Copy out the rows below word for word, from their very first line through the line containing "199], [255, 189]]", both ends included. Omit the pictures from your copy.

***

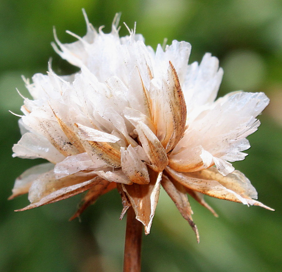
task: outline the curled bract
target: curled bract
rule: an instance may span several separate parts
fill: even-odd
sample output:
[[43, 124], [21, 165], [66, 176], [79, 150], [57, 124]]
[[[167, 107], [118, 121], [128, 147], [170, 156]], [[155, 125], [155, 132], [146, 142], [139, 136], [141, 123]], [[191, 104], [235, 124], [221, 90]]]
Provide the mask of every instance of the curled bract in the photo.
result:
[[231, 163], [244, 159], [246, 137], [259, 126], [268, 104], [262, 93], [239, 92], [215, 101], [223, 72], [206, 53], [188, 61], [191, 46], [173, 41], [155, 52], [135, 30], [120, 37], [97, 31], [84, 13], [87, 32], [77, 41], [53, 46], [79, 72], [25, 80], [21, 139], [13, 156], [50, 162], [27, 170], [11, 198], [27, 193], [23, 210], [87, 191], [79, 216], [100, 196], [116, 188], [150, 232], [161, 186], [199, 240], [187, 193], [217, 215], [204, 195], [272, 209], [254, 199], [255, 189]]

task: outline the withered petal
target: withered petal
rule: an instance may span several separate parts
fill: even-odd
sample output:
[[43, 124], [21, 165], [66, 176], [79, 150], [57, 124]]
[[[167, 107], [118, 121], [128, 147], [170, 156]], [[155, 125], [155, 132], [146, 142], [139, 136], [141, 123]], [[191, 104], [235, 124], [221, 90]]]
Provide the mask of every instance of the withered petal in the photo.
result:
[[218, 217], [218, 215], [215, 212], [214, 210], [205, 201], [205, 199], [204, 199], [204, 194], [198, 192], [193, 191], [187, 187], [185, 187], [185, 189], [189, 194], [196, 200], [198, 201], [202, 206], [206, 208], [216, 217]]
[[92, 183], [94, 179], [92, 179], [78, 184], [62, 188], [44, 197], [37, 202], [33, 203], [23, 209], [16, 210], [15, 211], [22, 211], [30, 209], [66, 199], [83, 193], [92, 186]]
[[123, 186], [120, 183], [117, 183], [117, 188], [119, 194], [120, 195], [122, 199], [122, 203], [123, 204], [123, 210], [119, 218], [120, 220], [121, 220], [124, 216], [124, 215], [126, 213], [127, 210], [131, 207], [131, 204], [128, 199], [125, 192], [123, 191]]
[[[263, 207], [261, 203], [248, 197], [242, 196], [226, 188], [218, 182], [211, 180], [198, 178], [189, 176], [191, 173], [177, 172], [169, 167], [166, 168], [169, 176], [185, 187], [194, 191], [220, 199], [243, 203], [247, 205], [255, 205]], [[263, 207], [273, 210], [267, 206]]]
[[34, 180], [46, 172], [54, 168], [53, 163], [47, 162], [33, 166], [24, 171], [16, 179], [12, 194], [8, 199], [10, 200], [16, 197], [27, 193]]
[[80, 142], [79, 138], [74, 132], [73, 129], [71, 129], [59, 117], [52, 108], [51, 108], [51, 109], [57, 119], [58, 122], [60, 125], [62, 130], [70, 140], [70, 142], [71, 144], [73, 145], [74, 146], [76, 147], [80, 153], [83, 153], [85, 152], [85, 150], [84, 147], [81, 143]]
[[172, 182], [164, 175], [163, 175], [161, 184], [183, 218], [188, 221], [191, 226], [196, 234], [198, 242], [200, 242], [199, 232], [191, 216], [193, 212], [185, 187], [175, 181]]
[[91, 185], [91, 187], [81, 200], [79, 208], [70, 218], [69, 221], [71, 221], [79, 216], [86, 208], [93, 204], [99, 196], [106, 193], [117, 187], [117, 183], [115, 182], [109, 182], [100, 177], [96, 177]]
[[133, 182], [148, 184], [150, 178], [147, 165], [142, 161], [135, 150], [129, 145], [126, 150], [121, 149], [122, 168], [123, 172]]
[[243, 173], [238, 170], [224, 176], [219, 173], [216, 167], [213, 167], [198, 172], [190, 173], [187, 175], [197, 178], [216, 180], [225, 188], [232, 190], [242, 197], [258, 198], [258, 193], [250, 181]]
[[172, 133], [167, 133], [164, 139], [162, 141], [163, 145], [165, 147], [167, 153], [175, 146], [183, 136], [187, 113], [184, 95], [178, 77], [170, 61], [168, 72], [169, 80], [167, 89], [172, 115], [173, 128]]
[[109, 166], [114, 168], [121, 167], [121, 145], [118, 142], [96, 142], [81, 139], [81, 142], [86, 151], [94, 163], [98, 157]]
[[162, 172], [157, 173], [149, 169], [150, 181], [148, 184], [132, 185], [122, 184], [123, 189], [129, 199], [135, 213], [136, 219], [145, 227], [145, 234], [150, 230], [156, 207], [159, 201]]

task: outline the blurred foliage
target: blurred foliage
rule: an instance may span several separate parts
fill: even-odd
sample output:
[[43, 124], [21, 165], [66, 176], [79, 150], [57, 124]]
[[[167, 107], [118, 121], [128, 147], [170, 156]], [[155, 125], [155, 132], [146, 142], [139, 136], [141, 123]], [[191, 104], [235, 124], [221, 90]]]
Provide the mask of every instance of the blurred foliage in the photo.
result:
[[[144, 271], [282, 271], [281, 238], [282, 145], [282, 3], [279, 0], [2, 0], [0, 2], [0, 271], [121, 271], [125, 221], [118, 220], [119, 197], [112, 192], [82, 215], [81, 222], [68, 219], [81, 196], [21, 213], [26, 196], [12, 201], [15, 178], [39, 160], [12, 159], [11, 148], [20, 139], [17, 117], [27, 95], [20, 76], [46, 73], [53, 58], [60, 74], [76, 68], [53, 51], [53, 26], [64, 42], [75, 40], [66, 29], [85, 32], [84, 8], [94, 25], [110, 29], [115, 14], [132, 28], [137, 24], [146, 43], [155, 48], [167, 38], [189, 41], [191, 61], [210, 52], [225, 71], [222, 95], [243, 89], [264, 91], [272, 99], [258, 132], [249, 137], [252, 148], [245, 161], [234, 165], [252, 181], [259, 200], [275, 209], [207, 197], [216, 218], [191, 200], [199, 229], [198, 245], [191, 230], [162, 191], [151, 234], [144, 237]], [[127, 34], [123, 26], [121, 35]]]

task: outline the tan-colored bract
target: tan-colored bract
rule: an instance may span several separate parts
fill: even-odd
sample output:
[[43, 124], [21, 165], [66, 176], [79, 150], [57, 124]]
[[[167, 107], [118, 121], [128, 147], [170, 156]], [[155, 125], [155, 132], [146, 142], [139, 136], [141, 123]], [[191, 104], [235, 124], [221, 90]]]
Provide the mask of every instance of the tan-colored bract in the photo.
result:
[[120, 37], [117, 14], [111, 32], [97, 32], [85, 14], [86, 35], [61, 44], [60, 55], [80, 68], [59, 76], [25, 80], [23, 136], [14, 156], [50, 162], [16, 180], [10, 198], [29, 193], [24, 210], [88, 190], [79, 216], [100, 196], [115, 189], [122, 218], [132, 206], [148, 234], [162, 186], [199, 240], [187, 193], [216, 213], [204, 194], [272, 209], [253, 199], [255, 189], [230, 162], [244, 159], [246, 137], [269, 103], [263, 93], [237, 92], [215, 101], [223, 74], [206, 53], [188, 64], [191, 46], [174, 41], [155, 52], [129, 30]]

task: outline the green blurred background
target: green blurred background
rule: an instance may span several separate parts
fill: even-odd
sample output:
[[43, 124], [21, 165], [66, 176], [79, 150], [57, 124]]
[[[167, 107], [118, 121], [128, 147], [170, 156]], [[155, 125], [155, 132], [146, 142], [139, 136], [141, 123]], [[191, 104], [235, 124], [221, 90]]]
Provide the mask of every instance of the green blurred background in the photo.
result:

***

▸ **Worked solution**
task: outline the curled bract
target: curled bract
rule: an instance may span several separate parts
fill: even-odd
sample output:
[[43, 124], [21, 165], [66, 176], [79, 150], [57, 124]]
[[[167, 107], [118, 121], [128, 147], [170, 156]], [[155, 125], [155, 132], [146, 142], [139, 136], [141, 123]], [[191, 104], [235, 124], [221, 90]]]
Provide the mask of every instance of the curled bract in the photo.
result:
[[231, 163], [244, 159], [246, 137], [259, 126], [268, 104], [262, 93], [239, 92], [215, 101], [223, 72], [206, 53], [188, 61], [191, 46], [173, 41], [155, 52], [135, 30], [120, 37], [97, 31], [84, 13], [87, 32], [77, 41], [53, 46], [79, 72], [25, 80], [21, 139], [13, 156], [50, 162], [27, 170], [11, 198], [27, 193], [23, 210], [87, 191], [79, 216], [100, 196], [116, 188], [150, 232], [161, 186], [199, 240], [187, 193], [217, 215], [204, 195], [272, 209], [254, 199], [255, 189]]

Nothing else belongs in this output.